*** Data extract ***
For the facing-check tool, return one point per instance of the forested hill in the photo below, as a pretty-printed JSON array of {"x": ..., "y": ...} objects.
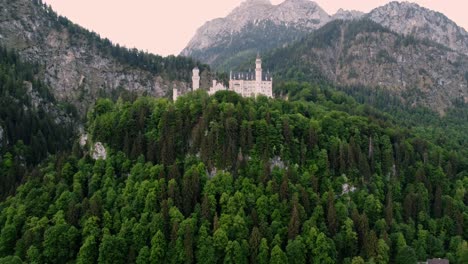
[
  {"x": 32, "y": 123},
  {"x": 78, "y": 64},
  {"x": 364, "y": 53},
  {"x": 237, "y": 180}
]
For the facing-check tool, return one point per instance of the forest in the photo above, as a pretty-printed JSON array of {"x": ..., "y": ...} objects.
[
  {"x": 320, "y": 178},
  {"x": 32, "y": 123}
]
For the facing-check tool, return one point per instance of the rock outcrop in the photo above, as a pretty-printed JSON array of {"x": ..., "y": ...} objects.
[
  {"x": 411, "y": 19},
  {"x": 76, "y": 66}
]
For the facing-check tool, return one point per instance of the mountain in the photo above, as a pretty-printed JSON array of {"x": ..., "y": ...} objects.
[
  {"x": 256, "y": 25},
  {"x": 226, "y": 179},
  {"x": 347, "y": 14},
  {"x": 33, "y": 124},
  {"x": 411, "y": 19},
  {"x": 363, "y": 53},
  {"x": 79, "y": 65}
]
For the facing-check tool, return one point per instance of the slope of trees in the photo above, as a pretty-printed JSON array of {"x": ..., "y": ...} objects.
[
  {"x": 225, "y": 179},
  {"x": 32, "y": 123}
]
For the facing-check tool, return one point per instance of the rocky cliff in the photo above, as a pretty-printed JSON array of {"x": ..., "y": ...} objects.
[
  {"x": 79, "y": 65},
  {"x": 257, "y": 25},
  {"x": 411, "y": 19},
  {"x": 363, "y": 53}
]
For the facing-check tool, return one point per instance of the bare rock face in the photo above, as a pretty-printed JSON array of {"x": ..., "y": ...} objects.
*** End of Data extract ***
If pictures appear among the records, do not carry them over; retype the rest exactly.

Solution to this problem ▸
For the facing-check tool, return one point per instance of the forested hill in the photo below, as a pretty-printed JSON array of {"x": ..., "y": ...} objects.
[
  {"x": 32, "y": 123},
  {"x": 78, "y": 64},
  {"x": 364, "y": 53},
  {"x": 237, "y": 180}
]
For the facing-check tool, return one point per instance of the forest in the photo above, as a pretty-printed JSON array of {"x": ..., "y": ...} objects.
[
  {"x": 320, "y": 178},
  {"x": 32, "y": 123}
]
For the facing-check tool, return one point per instance of the rock outcrop in the photo above, as a pretty-printed JSON array of {"x": ..., "y": ...} objects.
[
  {"x": 411, "y": 19},
  {"x": 76, "y": 66}
]
For the facing-check tool, return one point per instance of the mountain in the photo above, as a pretty-printed JSON array of {"x": ..., "y": ...} objects.
[
  {"x": 256, "y": 25},
  {"x": 226, "y": 179},
  {"x": 347, "y": 14},
  {"x": 33, "y": 124},
  {"x": 411, "y": 19},
  {"x": 363, "y": 53},
  {"x": 79, "y": 65}
]
For the facing-check tool, return one point per instance of the slope of trees in the photo above, as a pretty-printed JSON array of {"x": ..., "y": ...} objects.
[
  {"x": 225, "y": 179},
  {"x": 32, "y": 123}
]
For the facing-check tool, return one point per instance of the rocky cliff in the photo above, as a pretty-printed JSON array of {"x": ..., "y": ...} objects.
[
  {"x": 79, "y": 65},
  {"x": 257, "y": 25},
  {"x": 411, "y": 19},
  {"x": 363, "y": 53}
]
For the facing-check tool, return one point per instance of the bare rock face in the photo above, as a pretty-printed JSON array of {"x": ..., "y": ...} objects.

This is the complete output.